Report the number of lines in the records below that contain the word "Input", and nothing more.

Segment Start: Supplied information

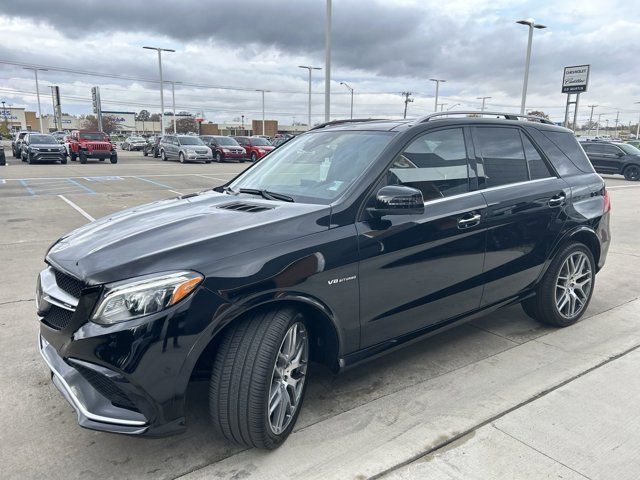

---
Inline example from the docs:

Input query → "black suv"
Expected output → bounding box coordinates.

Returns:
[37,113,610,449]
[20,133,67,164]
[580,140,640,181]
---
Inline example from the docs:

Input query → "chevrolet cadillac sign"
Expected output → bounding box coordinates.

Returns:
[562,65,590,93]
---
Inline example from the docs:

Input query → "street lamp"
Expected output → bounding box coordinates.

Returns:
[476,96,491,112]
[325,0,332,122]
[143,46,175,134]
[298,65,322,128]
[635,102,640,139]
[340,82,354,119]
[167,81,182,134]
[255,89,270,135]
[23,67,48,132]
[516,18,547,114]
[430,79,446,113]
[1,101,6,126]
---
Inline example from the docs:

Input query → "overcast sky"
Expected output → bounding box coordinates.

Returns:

Segment End: Supplied information
Segment Start: Supplied information

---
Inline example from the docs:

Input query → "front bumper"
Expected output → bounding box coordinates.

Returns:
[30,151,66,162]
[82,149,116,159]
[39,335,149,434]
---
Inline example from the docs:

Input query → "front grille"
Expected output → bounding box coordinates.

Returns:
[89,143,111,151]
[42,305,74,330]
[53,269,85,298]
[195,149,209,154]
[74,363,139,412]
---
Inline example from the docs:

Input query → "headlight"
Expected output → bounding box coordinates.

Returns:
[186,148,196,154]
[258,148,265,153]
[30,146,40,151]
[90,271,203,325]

Segment End: Supplied information

● **Response to this task**
7